Assignment -
The answer must be an exact copy of the listing below.

* * * *

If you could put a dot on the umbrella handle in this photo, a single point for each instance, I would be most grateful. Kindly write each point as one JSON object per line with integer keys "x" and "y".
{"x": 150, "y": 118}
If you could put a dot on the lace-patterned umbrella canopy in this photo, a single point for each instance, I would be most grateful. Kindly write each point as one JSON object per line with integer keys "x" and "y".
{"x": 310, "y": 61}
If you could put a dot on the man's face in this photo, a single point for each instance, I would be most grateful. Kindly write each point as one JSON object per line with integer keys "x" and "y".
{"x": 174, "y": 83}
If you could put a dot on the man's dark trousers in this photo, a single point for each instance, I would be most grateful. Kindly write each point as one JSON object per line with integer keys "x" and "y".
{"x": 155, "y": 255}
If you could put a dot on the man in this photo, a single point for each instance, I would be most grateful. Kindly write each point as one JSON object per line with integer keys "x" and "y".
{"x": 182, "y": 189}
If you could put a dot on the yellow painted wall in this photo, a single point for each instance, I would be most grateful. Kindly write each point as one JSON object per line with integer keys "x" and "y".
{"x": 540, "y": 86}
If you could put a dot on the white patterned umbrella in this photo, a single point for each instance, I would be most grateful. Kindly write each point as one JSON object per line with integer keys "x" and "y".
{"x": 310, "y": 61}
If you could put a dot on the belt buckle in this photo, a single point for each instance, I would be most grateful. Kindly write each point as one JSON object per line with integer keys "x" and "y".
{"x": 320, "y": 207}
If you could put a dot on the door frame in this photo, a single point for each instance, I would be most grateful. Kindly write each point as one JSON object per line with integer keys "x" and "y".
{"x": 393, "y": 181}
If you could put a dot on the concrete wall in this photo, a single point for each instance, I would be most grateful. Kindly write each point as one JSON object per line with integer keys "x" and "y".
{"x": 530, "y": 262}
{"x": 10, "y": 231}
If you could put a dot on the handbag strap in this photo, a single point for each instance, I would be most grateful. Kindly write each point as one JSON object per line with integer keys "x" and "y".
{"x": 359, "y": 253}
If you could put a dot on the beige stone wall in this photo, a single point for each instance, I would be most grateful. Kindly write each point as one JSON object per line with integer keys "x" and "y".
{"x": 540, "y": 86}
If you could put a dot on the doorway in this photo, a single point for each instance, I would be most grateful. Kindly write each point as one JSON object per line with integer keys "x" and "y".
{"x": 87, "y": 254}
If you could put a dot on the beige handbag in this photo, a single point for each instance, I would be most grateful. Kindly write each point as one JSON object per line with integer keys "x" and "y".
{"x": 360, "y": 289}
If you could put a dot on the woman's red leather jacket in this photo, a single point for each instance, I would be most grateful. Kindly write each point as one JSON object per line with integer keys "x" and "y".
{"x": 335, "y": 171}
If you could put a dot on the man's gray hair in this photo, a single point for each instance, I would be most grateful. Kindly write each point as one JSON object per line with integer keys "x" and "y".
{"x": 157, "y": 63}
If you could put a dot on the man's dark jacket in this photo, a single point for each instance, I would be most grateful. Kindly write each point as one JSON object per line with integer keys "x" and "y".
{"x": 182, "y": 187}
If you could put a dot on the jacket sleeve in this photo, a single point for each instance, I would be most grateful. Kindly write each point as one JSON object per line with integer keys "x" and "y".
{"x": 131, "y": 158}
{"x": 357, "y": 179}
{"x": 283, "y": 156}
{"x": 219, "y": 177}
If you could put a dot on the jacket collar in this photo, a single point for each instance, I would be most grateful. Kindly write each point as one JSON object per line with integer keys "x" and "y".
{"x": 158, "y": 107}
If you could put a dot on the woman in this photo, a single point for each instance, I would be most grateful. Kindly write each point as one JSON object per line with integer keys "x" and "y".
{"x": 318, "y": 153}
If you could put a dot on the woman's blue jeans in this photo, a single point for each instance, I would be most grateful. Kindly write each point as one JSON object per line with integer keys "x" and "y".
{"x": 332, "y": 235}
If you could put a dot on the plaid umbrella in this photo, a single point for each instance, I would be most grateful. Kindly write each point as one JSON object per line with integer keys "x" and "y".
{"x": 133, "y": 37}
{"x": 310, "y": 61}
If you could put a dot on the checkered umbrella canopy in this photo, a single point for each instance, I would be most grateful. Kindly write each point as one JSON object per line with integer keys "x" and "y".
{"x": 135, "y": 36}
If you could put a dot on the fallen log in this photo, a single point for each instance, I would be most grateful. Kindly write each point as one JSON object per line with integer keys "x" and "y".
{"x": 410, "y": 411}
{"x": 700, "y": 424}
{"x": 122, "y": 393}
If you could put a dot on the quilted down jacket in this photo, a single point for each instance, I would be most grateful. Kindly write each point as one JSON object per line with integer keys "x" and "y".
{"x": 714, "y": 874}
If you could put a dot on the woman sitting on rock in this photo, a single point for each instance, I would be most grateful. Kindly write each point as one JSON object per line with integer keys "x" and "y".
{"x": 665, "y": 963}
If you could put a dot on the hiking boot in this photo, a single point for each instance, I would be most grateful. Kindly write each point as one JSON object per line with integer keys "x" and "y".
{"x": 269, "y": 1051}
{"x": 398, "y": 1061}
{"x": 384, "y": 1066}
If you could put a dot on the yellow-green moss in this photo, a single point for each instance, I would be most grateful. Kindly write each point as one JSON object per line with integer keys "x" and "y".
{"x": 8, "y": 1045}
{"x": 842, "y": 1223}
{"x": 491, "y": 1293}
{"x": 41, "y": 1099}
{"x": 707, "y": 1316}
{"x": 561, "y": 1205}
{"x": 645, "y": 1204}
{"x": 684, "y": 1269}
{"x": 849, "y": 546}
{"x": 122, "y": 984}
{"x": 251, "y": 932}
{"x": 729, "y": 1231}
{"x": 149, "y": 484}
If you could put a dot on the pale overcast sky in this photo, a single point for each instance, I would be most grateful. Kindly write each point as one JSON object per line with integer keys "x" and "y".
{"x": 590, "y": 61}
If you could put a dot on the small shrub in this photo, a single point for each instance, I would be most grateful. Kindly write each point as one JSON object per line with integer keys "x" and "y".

* * * *

Problem solution -
If you could put a dot on the umbrella handle in this photo, a single point for each instance, I would be most grateful. Kindly write each point as one JSON object per line with integer keys "x" and "y".
{"x": 150, "y": 118}
If you could put a dot on the lace-patterned umbrella canopy in this photo, a single point for each instance, I would be most grateful. Kindly write each point as one JSON object per line with integer keys "x" and "y".
{"x": 310, "y": 61}
If you could put a dot on the man's face in this photo, a single point for each instance, I would be most grateful. Kindly write each point as one JSON object per line with integer keys "x" and "y".
{"x": 174, "y": 83}
If you could put a dot on the man's dark trousers in this photo, a single point for each instance, I would be most grateful. Kindly write each point as one JSON object per line with integer keys "x" and "y".
{"x": 155, "y": 255}
If you could put a dot on the man in this photo, a single point for each instance, I would be most grateful. Kindly write each point as one JSON object per line with integer keys "x" and "y".
{"x": 182, "y": 189}
If you could put a dot on the yellow painted wall in this photo, a single point for each instance, I would be most grateful. Kindly write each point as one JSON object per line with integer keys "x" and "y".
{"x": 540, "y": 86}
If you could put a dot on the white patterned umbrella in this photo, a single point for each instance, I would be most grateful. Kindly write each point as one JSON object per line with integer keys "x" and "y".
{"x": 310, "y": 61}
If you could put a dot on the belt buckle in this photo, a single point for each instance, I would be most grateful. Kindly write each point as one JSON object per line with integer keys "x" and "y".
{"x": 320, "y": 207}
If you could put a dot on the door frame in this photo, a single point for each instance, I would be most grateful. Kindly write each point as one JSON object per line with integer keys "x" and "y".
{"x": 393, "y": 181}
If you could put a dot on the concrete wall in this photo, a single point for each instance, I would be most grateful. Kindly write each point as one JSON object per line with integer keys "x" and "y".
{"x": 530, "y": 262}
{"x": 10, "y": 231}
If you could put a dot on the handbag strap in this photo, a single point for each instance, I would be most grateful. Kindly write each point as one JSON object per line with integer keys "x" and "y".
{"x": 359, "y": 253}
If you could put a dot on the beige stone wall in this photo, a single point for each instance, I would be most grateful. Kindly write each point as one JSON object per line with integer keys "x" and "y".
{"x": 540, "y": 86}
If you could put a dot on the doorway in this photo, a single point for each instance, I would be most grateful. Kindly write each point as one JSON object per line with integer keys "x" and "y".
{"x": 87, "y": 254}
If you could put a dot on the beige handbag in this photo, a single point for each instance, I would be most grateful. Kindly write each point as one JSON object per line with integer keys "x" and "y".
{"x": 360, "y": 289}
If you could put a dot on the woman's red leather jacket in this photo, a single point for each instance, I would be most grateful. Kindly write each point as one JSON object per line with integer keys "x" and "y".
{"x": 335, "y": 171}
If you could put a dot on the man's gray hair in this photo, a single point for each instance, I would be most grateful. Kindly write each point as one JSON object per line with integer keys "x" and "y".
{"x": 157, "y": 63}
If you could put a dot on the man's dark jacket in this photo, a single point for each instance, I would be most grateful. Kindly write each point as one JSON object per line with integer keys "x" and "y".
{"x": 182, "y": 187}
If you could put a dot on the jacket sleeve in this photo, a single point for each instance, I would be most grateful. Kindly write each point as one JSON object per line with integer keys "x" and "y".
{"x": 131, "y": 158}
{"x": 357, "y": 179}
{"x": 283, "y": 156}
{"x": 219, "y": 177}
If you could put a dot on the jacket collar in this photo, a single point for each instance, I would be most grateful. Kindly write each point as one JSON object per line with integer keys "x" and "y".
{"x": 158, "y": 107}
If you could put a dot on the woman in this photo, a single point for each instance, I would be most grateful. Kindly write each point as one JSON object per line with integer keys "x" and "y".
{"x": 318, "y": 153}
If you could put a dot on the woman's blue jeans in this photo, a single point for each instance, I would be most grateful. Kindly write each point as one JSON object per line with integer keys "x" and "y".
{"x": 332, "y": 235}
If you could put a dot on the plaid umbrella in this photo, a single point for each instance, I would be most grateful. Kindly write each point as one JSON object per line with integer keys "x" and "y".
{"x": 133, "y": 37}
{"x": 310, "y": 61}
If you could put a dot on the checkered umbrella canopy in this photo, a single point for each instance, I would be most grateful. Kindly write each point as one JSON object per line with integer keys "x" and "y".
{"x": 135, "y": 36}
If you could put a dot on the fallen log in this photo, a single point for each instance, I would be most grateful. Kindly write each point as one JSON object per line with integer keys "x" and "y".
{"x": 410, "y": 411}
{"x": 700, "y": 424}
{"x": 122, "y": 393}
If you could put a dot on the quilted down jacket in this photo, a single point for each instance, I would be most grateful. Kindly write each point as one JSON object per line with integer keys "x" and "y".
{"x": 714, "y": 874}
If you could put a dot on the woman sitting on rock in this photo, a single point for each instance, I would be most grateful. Kindly write each point as one JSON object per line with integer keys "x" and "y".
{"x": 665, "y": 963}
If you could put a dot on the hiking boot in this photo, a single point for each instance, I would be most grateful. Kindly write each point as one JSON object per line with integer keys "x" and "y".
{"x": 269, "y": 1051}
{"x": 398, "y": 1061}
{"x": 384, "y": 1066}
If you could put a dot on the yellow-green moss in this photo, a single point for each instance, I would be most grateful. Kindly write each point as one JSON object per line with integer keys "x" and "y".
{"x": 8, "y": 1045}
{"x": 842, "y": 1223}
{"x": 491, "y": 1293}
{"x": 41, "y": 1099}
{"x": 707, "y": 1316}
{"x": 561, "y": 1205}
{"x": 645, "y": 1204}
{"x": 684, "y": 1269}
{"x": 849, "y": 546}
{"x": 122, "y": 984}
{"x": 251, "y": 932}
{"x": 729, "y": 1231}
{"x": 149, "y": 484}
If you could put a dot on the pale overcast sky in this photo, a single point for each instance, I would be most grateful. Kindly write each point as one JSON object per line with integer keys "x" and "y".
{"x": 590, "y": 61}
If you could put a dot on the small shrub in this photo, a single point for each instance, I would be most grateful. Kindly write each point as one JSON object per line with integer keys "x" and "y".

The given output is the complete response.